__Exercise input__
• • •
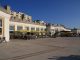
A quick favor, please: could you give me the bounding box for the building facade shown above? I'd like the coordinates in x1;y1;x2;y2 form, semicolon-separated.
0;6;70;42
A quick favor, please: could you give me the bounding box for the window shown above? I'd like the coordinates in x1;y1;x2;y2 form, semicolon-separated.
17;26;22;30
25;27;29;30
9;26;15;31
41;28;43;31
36;28;39;31
31;27;35;31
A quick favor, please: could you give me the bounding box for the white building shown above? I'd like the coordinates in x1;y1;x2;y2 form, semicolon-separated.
46;24;71;36
0;7;10;42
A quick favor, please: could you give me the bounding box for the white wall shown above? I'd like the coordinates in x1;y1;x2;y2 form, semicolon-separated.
10;21;46;31
0;11;10;42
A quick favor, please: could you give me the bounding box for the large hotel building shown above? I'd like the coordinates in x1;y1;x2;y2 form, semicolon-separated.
0;6;70;42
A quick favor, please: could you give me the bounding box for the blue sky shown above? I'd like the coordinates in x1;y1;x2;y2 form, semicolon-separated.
0;0;80;28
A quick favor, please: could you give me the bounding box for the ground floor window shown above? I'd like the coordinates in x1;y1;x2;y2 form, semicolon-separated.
0;19;2;35
9;25;15;31
17;26;23;30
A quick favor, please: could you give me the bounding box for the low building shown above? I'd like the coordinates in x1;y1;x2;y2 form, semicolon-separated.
46;24;71;36
71;28;80;34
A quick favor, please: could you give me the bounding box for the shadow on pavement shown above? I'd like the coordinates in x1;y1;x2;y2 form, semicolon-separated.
48;55;80;60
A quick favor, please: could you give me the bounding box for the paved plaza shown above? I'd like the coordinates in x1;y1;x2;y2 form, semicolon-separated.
0;37;80;60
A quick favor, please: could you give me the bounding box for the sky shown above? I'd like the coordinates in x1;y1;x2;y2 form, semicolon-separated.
0;0;80;28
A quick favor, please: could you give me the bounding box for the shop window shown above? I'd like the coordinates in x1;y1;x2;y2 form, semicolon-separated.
0;19;2;35
9;26;15;31
31;27;35;31
25;27;29;30
36;28;39;31
17;26;23;30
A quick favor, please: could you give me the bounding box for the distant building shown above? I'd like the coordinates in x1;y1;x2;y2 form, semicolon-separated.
46;24;71;36
0;6;70;42
71;28;80;34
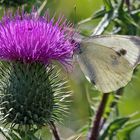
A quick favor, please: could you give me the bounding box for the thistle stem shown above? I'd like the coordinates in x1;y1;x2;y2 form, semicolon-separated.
50;122;60;140
88;93;109;140
100;88;124;130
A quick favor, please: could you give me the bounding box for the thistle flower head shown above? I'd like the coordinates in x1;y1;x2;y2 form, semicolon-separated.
0;13;75;69
0;0;35;6
0;10;75;132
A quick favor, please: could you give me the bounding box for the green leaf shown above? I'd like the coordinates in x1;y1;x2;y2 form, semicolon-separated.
99;117;130;140
117;119;140;140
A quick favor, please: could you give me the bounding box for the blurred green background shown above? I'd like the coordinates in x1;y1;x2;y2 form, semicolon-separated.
0;0;140;140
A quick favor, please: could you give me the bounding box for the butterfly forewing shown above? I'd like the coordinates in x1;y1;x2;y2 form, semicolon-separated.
77;36;140;93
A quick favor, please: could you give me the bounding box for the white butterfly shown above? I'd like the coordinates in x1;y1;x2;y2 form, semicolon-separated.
76;35;140;93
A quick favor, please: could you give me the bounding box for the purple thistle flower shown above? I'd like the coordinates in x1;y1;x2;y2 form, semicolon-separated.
0;13;75;68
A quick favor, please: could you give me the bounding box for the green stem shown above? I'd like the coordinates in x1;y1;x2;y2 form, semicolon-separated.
88;93;110;140
50;122;60;140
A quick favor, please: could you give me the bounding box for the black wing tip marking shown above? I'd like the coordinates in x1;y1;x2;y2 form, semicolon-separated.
116;49;127;56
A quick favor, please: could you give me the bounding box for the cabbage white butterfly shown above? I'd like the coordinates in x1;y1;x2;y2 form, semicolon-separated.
75;35;140;93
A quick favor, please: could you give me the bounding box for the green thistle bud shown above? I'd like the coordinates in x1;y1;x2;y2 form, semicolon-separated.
0;62;69;129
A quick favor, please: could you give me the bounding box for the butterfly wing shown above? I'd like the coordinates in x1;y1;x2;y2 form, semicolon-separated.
77;35;140;93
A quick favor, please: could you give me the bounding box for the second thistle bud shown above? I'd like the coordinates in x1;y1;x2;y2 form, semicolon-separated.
0;62;69;130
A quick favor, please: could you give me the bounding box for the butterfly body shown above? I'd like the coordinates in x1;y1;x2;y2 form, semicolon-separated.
76;35;140;93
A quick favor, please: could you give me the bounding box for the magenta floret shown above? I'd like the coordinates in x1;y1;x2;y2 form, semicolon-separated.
0;11;75;66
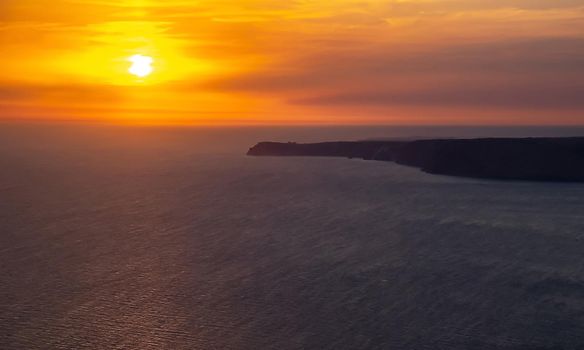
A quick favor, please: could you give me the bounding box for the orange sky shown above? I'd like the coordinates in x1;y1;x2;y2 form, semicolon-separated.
0;0;584;125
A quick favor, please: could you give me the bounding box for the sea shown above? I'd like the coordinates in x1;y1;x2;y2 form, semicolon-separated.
0;123;584;350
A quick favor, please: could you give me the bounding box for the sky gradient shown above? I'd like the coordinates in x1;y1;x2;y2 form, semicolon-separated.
0;0;584;125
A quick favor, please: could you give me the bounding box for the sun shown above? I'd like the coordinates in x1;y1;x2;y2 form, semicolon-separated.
128;55;154;78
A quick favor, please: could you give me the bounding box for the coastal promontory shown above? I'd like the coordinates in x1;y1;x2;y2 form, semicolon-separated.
247;137;584;182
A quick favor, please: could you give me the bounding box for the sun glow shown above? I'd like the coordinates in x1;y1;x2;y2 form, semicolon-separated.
128;55;154;78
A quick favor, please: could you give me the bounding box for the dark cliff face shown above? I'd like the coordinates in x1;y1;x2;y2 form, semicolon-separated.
248;137;584;181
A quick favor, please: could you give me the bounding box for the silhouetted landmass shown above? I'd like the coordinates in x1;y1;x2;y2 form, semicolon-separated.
247;137;584;182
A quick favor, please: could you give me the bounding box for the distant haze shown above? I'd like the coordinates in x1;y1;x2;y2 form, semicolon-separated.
0;0;584;125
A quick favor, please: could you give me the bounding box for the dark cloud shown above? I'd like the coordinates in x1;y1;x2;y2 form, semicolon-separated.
290;83;584;110
207;38;584;109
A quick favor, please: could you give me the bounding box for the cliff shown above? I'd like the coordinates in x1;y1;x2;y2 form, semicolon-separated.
247;137;584;182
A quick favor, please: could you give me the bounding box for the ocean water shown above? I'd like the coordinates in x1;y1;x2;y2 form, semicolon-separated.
0;124;584;350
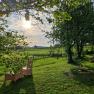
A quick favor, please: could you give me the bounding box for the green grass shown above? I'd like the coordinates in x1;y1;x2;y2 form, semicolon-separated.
0;58;94;94
0;49;94;94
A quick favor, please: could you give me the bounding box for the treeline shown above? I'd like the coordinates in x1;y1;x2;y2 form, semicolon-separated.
48;0;94;63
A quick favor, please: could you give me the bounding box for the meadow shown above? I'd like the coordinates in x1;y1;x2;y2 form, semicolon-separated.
0;48;94;94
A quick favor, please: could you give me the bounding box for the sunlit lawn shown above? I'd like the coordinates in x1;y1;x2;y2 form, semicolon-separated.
0;50;94;94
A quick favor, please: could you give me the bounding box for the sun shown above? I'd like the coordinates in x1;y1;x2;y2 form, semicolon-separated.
22;19;31;29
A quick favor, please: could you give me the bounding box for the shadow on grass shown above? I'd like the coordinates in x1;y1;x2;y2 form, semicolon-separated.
0;76;36;94
71;68;94;86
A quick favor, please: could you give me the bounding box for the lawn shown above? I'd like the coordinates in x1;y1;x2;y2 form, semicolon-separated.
0;48;94;94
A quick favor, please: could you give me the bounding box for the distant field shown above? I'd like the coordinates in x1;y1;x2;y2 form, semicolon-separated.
0;49;94;94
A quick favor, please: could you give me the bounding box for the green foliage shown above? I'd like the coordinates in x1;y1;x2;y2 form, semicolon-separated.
0;53;28;74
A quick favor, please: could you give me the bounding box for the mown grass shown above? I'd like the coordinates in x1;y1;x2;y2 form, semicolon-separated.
0;50;94;94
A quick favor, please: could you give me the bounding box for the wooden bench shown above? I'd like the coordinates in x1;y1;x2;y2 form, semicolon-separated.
5;59;33;81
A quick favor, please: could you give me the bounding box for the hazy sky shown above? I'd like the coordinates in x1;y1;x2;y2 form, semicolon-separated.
7;13;52;46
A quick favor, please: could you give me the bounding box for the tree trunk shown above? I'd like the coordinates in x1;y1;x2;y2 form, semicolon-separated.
67;46;73;64
77;42;83;59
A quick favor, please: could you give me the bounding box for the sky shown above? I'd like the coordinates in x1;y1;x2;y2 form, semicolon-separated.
7;12;52;46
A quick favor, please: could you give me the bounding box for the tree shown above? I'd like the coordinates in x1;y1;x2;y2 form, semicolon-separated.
48;0;93;63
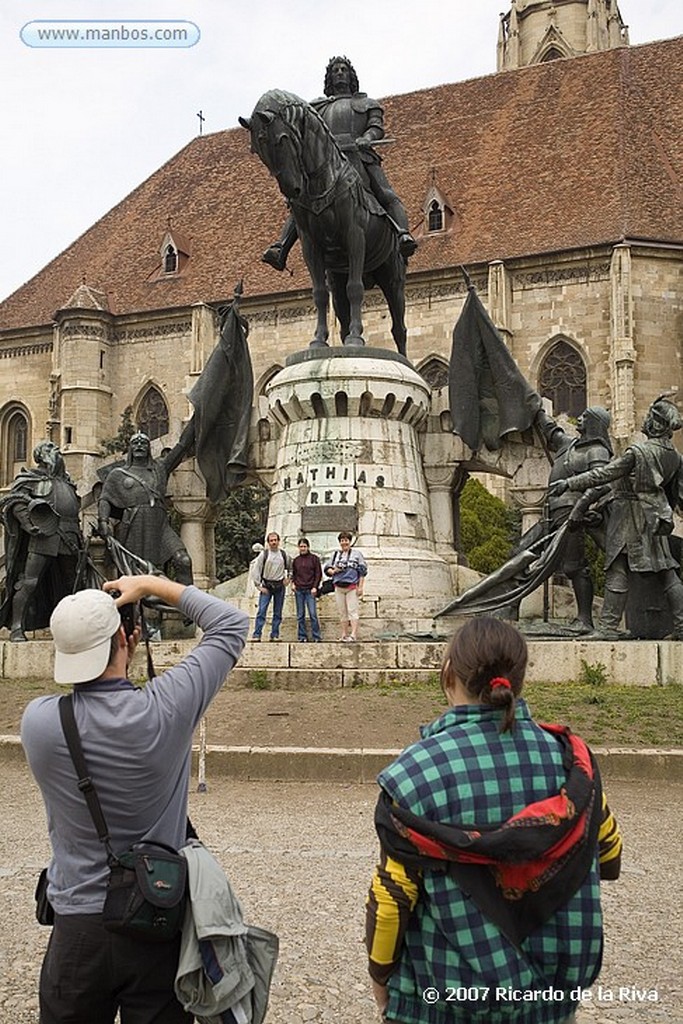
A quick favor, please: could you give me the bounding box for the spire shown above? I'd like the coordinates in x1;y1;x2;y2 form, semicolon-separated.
497;0;629;71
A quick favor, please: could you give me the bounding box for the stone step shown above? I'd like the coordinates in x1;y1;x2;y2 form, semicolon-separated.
0;639;683;689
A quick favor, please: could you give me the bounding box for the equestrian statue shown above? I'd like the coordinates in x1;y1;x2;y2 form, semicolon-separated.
240;58;416;355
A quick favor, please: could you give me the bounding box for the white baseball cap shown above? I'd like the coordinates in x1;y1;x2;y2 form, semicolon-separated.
50;590;121;686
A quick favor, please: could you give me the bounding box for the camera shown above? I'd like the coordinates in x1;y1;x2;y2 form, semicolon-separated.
110;590;140;640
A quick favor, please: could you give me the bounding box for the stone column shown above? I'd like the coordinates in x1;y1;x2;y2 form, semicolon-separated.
488;260;512;335
267;347;452;632
609;245;636;440
171;459;211;590
425;466;458;562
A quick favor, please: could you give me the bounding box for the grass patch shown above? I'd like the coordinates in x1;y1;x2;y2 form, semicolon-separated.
357;664;683;749
246;669;270;690
524;682;683;748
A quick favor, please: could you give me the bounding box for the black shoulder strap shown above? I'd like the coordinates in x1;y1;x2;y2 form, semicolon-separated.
59;693;113;857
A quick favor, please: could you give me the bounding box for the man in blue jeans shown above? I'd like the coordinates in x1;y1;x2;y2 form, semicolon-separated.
22;575;249;1024
252;530;292;643
292;537;323;643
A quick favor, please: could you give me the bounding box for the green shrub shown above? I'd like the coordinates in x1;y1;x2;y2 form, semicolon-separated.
460;479;519;575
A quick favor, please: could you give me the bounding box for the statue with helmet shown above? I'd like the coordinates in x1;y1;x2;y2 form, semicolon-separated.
97;425;194;586
0;440;86;643
550;394;683;640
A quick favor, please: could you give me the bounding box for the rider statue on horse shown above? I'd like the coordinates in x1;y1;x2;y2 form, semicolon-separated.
262;57;417;270
240;57;417;355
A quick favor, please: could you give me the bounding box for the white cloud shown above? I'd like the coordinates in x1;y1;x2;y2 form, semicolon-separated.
0;0;683;296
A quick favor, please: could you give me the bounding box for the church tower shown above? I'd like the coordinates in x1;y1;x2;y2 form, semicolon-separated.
498;0;629;71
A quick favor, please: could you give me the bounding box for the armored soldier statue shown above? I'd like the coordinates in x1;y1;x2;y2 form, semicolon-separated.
262;57;417;270
536;406;612;633
0;441;84;643
97;433;193;585
552;396;683;640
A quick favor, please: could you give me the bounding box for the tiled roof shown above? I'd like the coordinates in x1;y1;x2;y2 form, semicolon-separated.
0;37;683;330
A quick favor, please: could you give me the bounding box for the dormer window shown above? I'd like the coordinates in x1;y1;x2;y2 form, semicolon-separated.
427;199;443;231
164;245;178;273
147;226;190;282
418;180;454;239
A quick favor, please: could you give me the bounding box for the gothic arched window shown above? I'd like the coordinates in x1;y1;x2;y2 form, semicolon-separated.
541;46;564;63
164;246;178;273
427;199;443;231
539;340;587;417
137;384;169;441
0;406;31;486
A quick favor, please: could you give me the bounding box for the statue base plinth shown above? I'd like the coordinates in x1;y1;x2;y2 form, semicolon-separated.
267;346;453;633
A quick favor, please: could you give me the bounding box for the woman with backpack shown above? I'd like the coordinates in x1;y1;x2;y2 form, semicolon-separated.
323;530;368;642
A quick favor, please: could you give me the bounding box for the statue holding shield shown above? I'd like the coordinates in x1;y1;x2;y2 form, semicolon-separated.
0;441;86;643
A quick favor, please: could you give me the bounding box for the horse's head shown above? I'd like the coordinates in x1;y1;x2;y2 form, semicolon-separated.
240;89;308;200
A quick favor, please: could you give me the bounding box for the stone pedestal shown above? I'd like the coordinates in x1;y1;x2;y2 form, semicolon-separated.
267;347;453;632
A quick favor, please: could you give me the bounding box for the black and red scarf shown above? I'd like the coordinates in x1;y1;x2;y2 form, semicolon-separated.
375;725;602;946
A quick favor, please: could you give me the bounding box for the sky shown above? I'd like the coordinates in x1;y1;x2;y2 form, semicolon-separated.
0;0;683;299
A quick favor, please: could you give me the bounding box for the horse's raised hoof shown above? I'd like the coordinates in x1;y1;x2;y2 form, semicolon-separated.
261;242;287;270
398;231;418;259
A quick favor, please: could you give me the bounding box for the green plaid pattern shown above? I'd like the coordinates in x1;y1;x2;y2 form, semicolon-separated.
378;699;602;1024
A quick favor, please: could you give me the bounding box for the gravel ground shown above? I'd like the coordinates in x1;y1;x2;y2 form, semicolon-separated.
0;759;683;1024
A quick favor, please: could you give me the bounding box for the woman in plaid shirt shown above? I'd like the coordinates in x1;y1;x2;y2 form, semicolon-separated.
367;617;622;1024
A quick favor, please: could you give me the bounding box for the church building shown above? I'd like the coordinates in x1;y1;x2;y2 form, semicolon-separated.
0;0;683;583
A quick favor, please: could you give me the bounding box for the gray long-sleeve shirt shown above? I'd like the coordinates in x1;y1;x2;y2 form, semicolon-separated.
22;587;249;914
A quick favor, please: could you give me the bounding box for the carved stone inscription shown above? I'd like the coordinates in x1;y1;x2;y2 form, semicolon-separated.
282;463;388;508
301;505;358;534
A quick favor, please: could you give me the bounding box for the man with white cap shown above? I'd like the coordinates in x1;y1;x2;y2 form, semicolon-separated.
22;575;249;1024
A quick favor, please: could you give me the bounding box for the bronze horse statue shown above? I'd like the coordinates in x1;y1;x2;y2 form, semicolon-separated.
240;89;405;355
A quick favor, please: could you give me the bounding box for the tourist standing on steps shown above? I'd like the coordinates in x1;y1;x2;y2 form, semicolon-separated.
292;537;323;643
252;530;292;642
366;616;622;1024
324;530;368;641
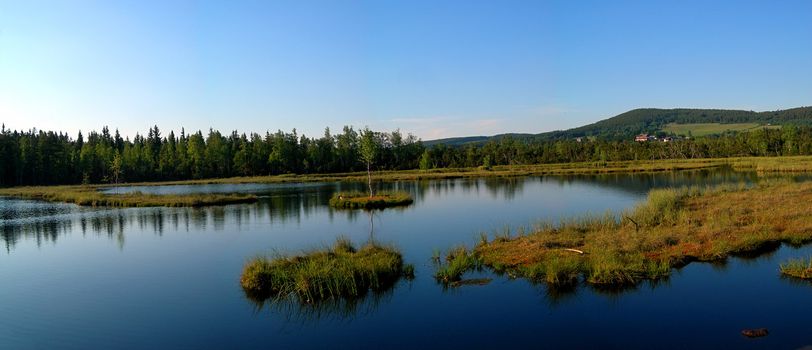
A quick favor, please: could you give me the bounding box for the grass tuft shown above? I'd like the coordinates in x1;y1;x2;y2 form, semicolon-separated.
780;257;812;279
330;192;414;209
434;247;482;284
0;186;257;207
450;181;812;287
240;238;406;303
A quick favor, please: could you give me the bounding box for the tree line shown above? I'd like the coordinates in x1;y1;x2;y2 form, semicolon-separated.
0;126;424;186
0;126;812;186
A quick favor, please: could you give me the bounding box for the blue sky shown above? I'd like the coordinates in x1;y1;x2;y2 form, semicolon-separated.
0;0;812;139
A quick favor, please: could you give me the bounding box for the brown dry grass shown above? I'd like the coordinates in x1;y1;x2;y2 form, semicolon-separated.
474;182;812;284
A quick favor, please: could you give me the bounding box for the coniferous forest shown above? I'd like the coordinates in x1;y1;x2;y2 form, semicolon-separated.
0;125;812;186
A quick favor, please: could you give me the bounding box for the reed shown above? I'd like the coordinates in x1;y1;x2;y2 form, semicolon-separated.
434;246;482;284
0;186;257;207
240;238;406;303
330;192;414;209
456;181;812;286
780;257;812;279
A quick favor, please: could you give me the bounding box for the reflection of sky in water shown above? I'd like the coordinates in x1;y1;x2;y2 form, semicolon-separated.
0;171;812;348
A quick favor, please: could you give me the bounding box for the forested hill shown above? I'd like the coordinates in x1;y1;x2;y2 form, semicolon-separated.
425;107;812;146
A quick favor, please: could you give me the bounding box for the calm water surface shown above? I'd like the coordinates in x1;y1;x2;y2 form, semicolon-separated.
0;171;812;349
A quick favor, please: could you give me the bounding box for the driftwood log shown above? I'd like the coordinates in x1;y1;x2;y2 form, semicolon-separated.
742;328;770;338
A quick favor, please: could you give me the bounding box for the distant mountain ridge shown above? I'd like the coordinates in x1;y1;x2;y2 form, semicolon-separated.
423;107;812;146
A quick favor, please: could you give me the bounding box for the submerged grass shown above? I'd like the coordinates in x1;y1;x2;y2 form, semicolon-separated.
330;192;413;209
0;186;257;207
448;181;812;286
434;247;482;285
780;257;812;279
240;238;414;303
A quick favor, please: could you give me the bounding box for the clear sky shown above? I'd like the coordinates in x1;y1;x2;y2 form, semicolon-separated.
0;0;812;139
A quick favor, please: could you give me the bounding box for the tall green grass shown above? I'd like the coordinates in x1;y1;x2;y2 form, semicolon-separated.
780;257;812;279
434;246;482;284
448;180;812;288
0;186;257;207
240;238;414;302
330;192;414;209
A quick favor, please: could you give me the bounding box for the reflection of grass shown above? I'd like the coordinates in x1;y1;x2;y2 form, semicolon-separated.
9;156;812;191
449;181;812;287
0;186;257;207
240;239;414;303
434;247;481;285
781;257;812;279
330;192;413;209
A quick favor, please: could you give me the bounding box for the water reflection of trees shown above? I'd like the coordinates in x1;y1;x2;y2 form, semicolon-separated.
0;169;784;252
245;279;408;323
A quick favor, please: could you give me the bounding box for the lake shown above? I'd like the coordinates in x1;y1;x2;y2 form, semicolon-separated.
0;169;812;349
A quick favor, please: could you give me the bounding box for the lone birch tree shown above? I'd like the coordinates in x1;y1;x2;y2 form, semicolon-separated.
• • •
__Problem to solve__
Give again the lines starting at the one containing "for the coniferous" and ending at the one containing "0;125;812;186", both included, without changing anything in them.

__Result for this task__
A quick favor, please: could you give me the bounding box for the coniferous forest shown above? I'd like the coordinates in x1;y1;x2;y2 form, semicolon-separated.
0;125;812;186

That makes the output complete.